こんにちは、アマチュア読者です!
今回ご紹介するのは、森毅、竹内啓『数学の世界』です。
本書では数学者である森毅氏と、経済学が専門で応用数学者の竹内啓氏が、二日間にわたって数学をめぐる対談をした内容がまとめられています。
本書の構成
本書は三部から構成されていて、第一部は「数学の世界を獲得する」、第二部「数学の世界をふりかえる」、第三部「数学の世界を楽しむ」です。
全体を通して第一部が一番難しく、出鼻をくじかれる思いがしました(笑)。
ある程度の数学の素養がない、私のような読者には理解できない箇所が多く見られましたが、「理解できる所がわかればいい」「難しい数式はざっと目を通す程度にする」くらいのスタンスで何とか読み通せました。
馴染みのない世界の話は「とりあえず、ある程度わかれば満足」という気持ちで臨むのが楽しむコツではないかと思います。
難しい数式や難しい数学的思考の話が飛び交いますが、数学を子供たちによりよく教えるにはどういった教育が必要なのかと言うことが議論されていて、「数学の世界の住人たちはこういうことを考えるのか」と新鮮な気持ちになりました。
日常生活で、数学者たちが数学の話をしている場に居合わせることは、かなり稀だと思います。
数学に精通している著者二人が、数学にまつわる教育法について、世界的に見た数学の歴史について、最後に数学の面白さ楽しみ方について、ときに独自の意見を闘わせながらも語り合っているところは読み応えがありました。
本書はもともと、1973年に『数学の世界 それは現代人に何を意味するか』というタイトルで中公新書から出版されています。
このたび中公文庫から改めて出版されましたが、50年近く前の対談でありながら古めかしさを感じるところは少なく、数学の世界に身をおく著者二人の縦横無尽な思考に圧倒されました。
教養がある人の話はおもしろい
本書を読んでいるとわかりますが、著者二人は数学だけに精通しているのではなく、歴史や古典にも造詣が深いです。
特に第二部では、世界的に見た数学の歴史を時系列に語り合いながら、その当時の思想家や権力者、社会情勢にも触れているところは教養の豊かさを感じます。

### 課題
上の書評によると、紹介されている本はもともと何年に、どのようなタイトルで出版されたか。

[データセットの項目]
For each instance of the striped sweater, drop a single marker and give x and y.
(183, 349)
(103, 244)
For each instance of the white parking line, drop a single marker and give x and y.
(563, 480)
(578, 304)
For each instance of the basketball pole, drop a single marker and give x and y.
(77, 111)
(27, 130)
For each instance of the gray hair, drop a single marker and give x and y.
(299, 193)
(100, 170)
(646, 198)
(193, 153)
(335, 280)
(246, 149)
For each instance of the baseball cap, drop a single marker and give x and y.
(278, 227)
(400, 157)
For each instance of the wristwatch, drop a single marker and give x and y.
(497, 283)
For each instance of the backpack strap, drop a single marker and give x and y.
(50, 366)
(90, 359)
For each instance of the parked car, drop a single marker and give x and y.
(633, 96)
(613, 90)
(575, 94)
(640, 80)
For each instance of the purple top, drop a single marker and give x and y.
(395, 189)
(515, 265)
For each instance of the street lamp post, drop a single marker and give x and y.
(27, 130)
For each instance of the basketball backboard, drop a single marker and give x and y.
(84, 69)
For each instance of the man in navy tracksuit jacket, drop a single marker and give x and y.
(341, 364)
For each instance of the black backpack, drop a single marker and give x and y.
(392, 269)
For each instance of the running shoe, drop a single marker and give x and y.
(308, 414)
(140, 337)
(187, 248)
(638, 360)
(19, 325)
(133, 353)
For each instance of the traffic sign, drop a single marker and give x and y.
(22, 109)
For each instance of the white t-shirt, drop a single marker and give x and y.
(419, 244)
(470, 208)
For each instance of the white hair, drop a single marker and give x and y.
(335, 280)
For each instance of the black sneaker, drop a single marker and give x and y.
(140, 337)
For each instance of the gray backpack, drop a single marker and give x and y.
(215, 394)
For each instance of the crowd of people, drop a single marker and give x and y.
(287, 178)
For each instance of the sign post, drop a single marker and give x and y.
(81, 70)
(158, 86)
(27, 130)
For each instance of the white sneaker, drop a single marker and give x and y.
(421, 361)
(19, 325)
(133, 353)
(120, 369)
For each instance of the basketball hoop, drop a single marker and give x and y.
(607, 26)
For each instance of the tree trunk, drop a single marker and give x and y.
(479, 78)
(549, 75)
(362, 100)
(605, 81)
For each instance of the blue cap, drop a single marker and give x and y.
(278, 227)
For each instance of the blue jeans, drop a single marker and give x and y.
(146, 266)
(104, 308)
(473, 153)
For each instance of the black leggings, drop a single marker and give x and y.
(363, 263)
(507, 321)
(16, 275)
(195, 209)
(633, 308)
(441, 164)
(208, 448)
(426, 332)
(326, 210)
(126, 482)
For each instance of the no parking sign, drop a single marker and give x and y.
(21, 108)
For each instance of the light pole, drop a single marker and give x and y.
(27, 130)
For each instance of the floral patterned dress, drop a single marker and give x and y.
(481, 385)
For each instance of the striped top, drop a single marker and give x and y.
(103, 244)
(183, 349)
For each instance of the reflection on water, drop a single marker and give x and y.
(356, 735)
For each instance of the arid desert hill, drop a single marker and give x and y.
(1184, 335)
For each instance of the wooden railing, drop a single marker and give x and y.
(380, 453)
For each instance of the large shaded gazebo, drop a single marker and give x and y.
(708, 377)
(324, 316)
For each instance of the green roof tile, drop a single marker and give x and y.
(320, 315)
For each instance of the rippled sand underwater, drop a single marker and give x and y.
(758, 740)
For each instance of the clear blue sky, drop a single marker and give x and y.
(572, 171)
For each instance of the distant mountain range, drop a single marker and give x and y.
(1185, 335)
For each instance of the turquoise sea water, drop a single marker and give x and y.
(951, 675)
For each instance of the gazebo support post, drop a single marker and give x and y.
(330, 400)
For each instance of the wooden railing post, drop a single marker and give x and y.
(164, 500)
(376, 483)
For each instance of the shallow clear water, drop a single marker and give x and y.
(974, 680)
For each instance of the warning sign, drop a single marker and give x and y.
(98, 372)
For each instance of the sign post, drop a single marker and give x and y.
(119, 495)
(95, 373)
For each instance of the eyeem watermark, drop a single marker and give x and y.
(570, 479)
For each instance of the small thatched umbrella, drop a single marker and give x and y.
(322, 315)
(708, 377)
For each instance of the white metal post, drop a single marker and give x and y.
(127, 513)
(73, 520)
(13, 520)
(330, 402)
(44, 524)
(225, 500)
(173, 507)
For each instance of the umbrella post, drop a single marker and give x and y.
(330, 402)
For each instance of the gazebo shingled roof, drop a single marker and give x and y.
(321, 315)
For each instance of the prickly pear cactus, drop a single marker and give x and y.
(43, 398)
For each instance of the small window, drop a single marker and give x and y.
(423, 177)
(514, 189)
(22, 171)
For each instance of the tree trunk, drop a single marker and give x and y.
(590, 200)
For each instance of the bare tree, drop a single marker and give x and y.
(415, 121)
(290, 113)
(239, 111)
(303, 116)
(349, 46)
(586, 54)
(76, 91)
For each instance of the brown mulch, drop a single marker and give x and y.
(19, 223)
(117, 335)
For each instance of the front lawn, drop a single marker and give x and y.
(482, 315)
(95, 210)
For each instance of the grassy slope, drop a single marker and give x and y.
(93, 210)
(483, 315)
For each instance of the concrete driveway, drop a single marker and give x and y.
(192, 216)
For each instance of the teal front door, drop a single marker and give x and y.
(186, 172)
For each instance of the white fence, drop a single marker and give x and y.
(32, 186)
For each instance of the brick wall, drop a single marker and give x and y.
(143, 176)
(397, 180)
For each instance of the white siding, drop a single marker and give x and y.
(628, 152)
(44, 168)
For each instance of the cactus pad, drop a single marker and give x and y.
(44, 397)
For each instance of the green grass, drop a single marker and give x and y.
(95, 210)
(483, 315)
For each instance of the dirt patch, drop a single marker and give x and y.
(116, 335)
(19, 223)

### 解答
1973年に『数学の世界 それは現代人に何を意味するか』というタイトルで、中公新書から出版された。